***** EXTRACT *****
- Born: 28 October 1925
- Died: 9 September 2009 (aged 83)
- Education: Pontifical Bolivarian University
- Occupation: Architect
- Children: 6
- Relatives: Héctor Abad Faciolince (nephew)

= Rafael Cepeda Torres =

Colombian architect (1925–2009)

Rafael Cepeda Torres (28 October 1925 – 9 September 2009) was a Colombian architect. He is best known for creating works of modern architecture in Cartagena and in the Caribbean coast of Colombia.

Cepeda Torres studied architecture at the Pontifical Bolivarian University in Medellín. An accomplished musician, he paid for his education by playing the violin at various events around the city. He belonged to such musical bodies as the Sinfónica de Antioquia and the Filarmónica de Cartagena.
***** DATASET RECORDS *****
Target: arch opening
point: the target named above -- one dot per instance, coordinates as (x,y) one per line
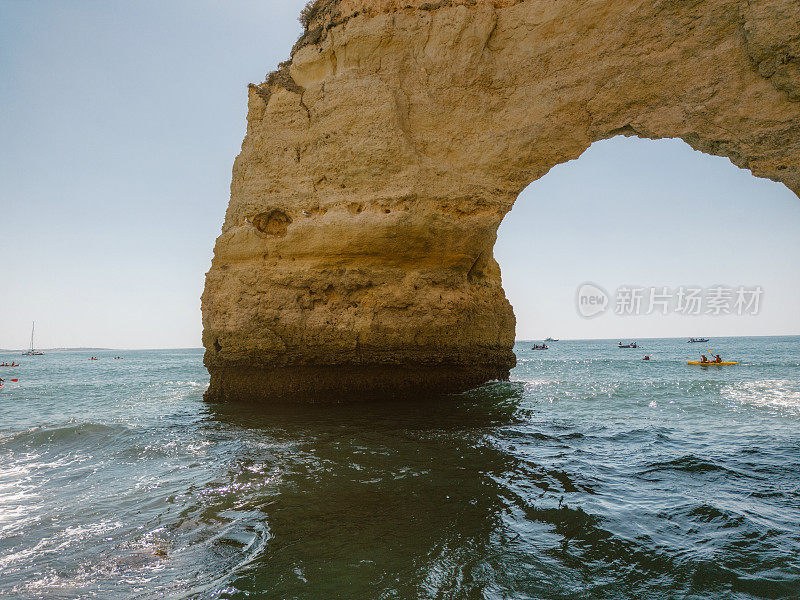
(634,213)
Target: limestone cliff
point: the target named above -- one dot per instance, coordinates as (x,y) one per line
(356,254)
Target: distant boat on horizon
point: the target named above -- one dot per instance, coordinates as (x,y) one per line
(33,351)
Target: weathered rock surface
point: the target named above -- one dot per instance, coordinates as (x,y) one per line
(356,254)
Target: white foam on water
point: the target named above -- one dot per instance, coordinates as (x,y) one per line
(777,394)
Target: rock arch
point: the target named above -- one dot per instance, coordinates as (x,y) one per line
(356,254)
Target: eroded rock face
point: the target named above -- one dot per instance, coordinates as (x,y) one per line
(356,254)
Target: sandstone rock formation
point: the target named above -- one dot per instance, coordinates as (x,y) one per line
(356,254)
*****
APPLY WHAT YOU READ:
1. From the Rafael Cepeda Torres article, quote the passage from "- Education: Pontifical" to "coast of Colombia.".
2. In the Rafael Cepeda Torres article, recast the paragraph beginning "Cepeda Torres studied architecture" as a short bulleted list that keeps its main facts.
3. Carry on the Rafael Cepeda Torres article from its last sentence.
The material is separate from the Rafael Cepeda Torres article.

RESPONSES FOR EACH TASK:
1.
- Education: Pontifical Bolivarian University
- Occupation: Architect
- Children: 6
- Relatives: Héctor Abad Faciolince (nephew)

= Rafael Cepeda Torres =

Colombian architect (1925–2009)

Rafael Cepeda Torres (28 October 1925 – 9 September 2009) was a Colombian architect. He is best known for creating works of modern architecture in Cartagena and in the Caribbean coast of Colombia.

2.
- Studied architecture at the Pontifical Bolivarian University in Medellín.
- Was an accomplished musician who paid for his education by playing the violin at events around the city.
- Belonged to the Sinfónica de Antioquia and the Filarmónica de Cartagena.

3.
As a professional architect, Cepeda Torres designed several landmarks in Cartagena: the Banco Popular, the Edificio Araújo, the Hilton Hotel and the Hotel Capilla del Mar. He also supervised the construction of key buildings such as the Centro de Convenciones, the Hospital Universitario, the Banco de Colombia in the city centre, the Edificio Suramericana and the Banco Royal. He designed several contemporary works in the vicinity of Cartagena, in the neighbourhoods of Bocagrande, Castillogrande y El Laguito. Elsewhere, he designed the Edificio de Los Bancos in Santa Marta and the Superintendencia de Sociedades building in Bogotá.

In 1950, he co-founded (with José Antonio Covo and Fulgencio Lequerica) the architecture firm Civilco. He is now regarded as one of the major modern architects of the city of Cartagena, alongside Cristian Ujueta Toscano, Raimundo Delgado Martínez and Arturo Hernández Gómez.

Cepeda Torres had five sons and a daughter. His nephew is the Colombian writer Héctor Abad Faciolince.